Copy the following data line for line, without changing anything.
— BEGIN Dataset extract —
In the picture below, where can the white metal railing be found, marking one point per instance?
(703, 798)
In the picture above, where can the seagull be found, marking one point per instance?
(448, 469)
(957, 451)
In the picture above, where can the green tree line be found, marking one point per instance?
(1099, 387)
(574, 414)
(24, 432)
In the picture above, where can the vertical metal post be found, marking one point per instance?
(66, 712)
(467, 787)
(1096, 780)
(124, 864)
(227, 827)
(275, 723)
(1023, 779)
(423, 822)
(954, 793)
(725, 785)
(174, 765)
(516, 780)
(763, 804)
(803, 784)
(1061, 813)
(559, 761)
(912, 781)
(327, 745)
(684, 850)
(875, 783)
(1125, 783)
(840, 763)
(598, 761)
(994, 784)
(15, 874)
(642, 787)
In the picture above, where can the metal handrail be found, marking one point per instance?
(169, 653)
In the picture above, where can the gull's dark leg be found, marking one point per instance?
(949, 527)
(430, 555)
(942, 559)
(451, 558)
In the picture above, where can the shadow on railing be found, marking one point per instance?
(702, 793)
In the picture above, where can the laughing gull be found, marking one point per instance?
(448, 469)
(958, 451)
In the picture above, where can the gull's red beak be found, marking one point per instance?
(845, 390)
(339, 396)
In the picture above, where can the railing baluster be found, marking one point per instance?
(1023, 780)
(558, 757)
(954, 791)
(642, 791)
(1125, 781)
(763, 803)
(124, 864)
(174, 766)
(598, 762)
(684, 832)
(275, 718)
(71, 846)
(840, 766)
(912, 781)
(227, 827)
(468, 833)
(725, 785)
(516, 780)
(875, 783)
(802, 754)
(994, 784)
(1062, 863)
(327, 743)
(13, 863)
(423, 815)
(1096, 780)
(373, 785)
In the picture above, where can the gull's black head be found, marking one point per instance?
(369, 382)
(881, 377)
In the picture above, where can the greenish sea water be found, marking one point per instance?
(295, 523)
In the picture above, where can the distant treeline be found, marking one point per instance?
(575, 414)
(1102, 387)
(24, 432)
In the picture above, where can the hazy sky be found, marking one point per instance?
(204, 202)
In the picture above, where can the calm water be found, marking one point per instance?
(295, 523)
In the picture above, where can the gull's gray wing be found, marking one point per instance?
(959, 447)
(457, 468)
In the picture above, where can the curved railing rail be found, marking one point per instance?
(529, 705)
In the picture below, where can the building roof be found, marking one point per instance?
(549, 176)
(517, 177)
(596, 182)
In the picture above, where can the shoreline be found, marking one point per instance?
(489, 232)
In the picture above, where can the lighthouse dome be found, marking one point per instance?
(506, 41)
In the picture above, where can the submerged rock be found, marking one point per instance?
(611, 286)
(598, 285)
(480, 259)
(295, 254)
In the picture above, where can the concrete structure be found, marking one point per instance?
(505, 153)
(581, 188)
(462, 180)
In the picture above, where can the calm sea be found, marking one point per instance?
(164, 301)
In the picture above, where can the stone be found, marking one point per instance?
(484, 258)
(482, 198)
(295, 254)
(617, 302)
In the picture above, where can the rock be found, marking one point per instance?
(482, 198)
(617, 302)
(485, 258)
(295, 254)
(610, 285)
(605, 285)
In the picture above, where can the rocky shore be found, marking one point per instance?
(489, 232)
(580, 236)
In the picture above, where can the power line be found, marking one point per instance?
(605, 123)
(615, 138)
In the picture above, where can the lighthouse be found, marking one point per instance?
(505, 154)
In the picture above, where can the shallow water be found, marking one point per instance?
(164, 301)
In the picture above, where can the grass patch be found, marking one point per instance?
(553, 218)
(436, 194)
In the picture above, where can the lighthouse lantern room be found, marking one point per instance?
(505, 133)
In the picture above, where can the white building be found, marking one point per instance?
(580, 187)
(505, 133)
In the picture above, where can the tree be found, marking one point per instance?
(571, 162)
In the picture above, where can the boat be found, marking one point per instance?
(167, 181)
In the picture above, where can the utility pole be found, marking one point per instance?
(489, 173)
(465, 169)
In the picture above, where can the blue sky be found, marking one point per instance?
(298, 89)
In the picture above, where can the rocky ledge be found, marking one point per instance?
— END Dataset extract —
Task output:
In the picture below, where can the white metal railing be found, marking one point per instance?
(703, 798)
In the picture above, where can the seagull be found, marking one point per instance?
(448, 469)
(957, 451)
In the picture above, where can the green tree line be found, marking one point per instance?
(1099, 387)
(574, 414)
(24, 432)
In the picture above, where can the vertical metal post be found, marking one point per instance?
(66, 712)
(467, 787)
(1096, 780)
(124, 864)
(227, 827)
(275, 723)
(1023, 779)
(423, 822)
(954, 793)
(725, 785)
(174, 765)
(516, 780)
(763, 804)
(803, 784)
(1061, 813)
(559, 761)
(912, 781)
(327, 745)
(684, 850)
(875, 783)
(1125, 783)
(840, 763)
(598, 761)
(994, 784)
(15, 874)
(642, 787)
In the picture above, where can the metal handrail be found, marking one point per instance?
(169, 653)
In the picture above, where can the gull's dark leg be found, marking one point per instance?
(949, 527)
(430, 555)
(942, 559)
(451, 558)
In the picture above, where can the shadow on railing be found, marking one point per instance?
(702, 793)
In the picture above, where can the laughing gull be found, marking one point per instance?
(448, 469)
(958, 451)
In the picture above, where can the gull's red beak be found, marking one point per instance?
(845, 390)
(339, 396)
In the picture above, where can the railing baluster be found, marking one point per instance?
(1023, 780)
(558, 757)
(954, 791)
(642, 791)
(1125, 781)
(763, 803)
(124, 864)
(174, 766)
(598, 762)
(684, 832)
(275, 718)
(71, 846)
(840, 766)
(912, 781)
(227, 827)
(468, 833)
(725, 785)
(516, 780)
(875, 783)
(802, 754)
(994, 784)
(1062, 863)
(327, 743)
(13, 863)
(423, 815)
(1096, 780)
(373, 785)
In the picture above, where can the gull's black head be found, marking one point per instance?
(369, 382)
(881, 377)
In the picture above, where can the greenish sea water be found, marking one point per instance?
(295, 523)
In the picture above, where can the distant treeline be found, marking one point per instance?
(575, 414)
(1102, 387)
(24, 432)
In the picture above, where can the hazy sky be found, marking one point per instance?
(204, 202)
In the picture above, where can the calm water be found, marking one point per instance?
(295, 523)
In the picture above, where can the gull's gray wing be found, marking one point per instance?
(959, 447)
(457, 468)
In the picture above, where can the curved railing rail be found, marking one point per instance?
(529, 705)
In the picture below, where can the building roof be found, marking one point per instance?
(549, 176)
(517, 177)
(596, 182)
In the picture above, where can the shoreline be found, marking one point per instance?
(489, 232)
In the picture above, where can the lighthouse dome be found, marking one point per instance?
(506, 41)
In the picture above, where can the submerged rock be found, marking one point per instance?
(611, 286)
(598, 285)
(480, 259)
(295, 254)
In the picture above, where can the concrete structure be found, marking one point per instance?
(505, 153)
(581, 188)
(462, 180)
In the picture above, where can the calm sea be found, marking one point per instance?
(164, 301)
In the picture above, where can the stone be found, marking one point per instance?
(484, 258)
(482, 198)
(295, 254)
(617, 302)
In the picture above, where can the rock be found, marking one point per instance?
(482, 198)
(617, 302)
(485, 258)
(295, 254)
(610, 285)
(605, 285)
In the picture above, where can the rocky shore be found, marking one point per instance?
(489, 232)
(580, 236)
In the picture above, where can the power line be found, marking one point per instance?
(605, 123)
(615, 138)
In the picture above, where can the lighthouse be found, marking one point per instance?
(505, 154)
In the picture above, where can the shallow water be found, marking one point per instance?
(164, 301)
In the picture above, where can the grass patch be found, marking one point per instance?
(553, 218)
(436, 194)
In the picture above, where can the lighthouse lantern room be found, marking one point per instance?
(505, 133)
In the picture above, where can the white building be found, marking one point per instance?
(580, 187)
(505, 133)
In the picture above, where can the tree be found, marking one point per instance?
(571, 162)
In the picture above, where can the boat be found, marking one point per instance?
(167, 181)
In the picture above, where can the utility pole be found, marking one point per instance?
(489, 173)
(465, 169)
In the picture above, where can the blue sky be found, marking one point per instance?
(298, 89)
In the picture above, where can the rocky ledge be found, marking one point per instance?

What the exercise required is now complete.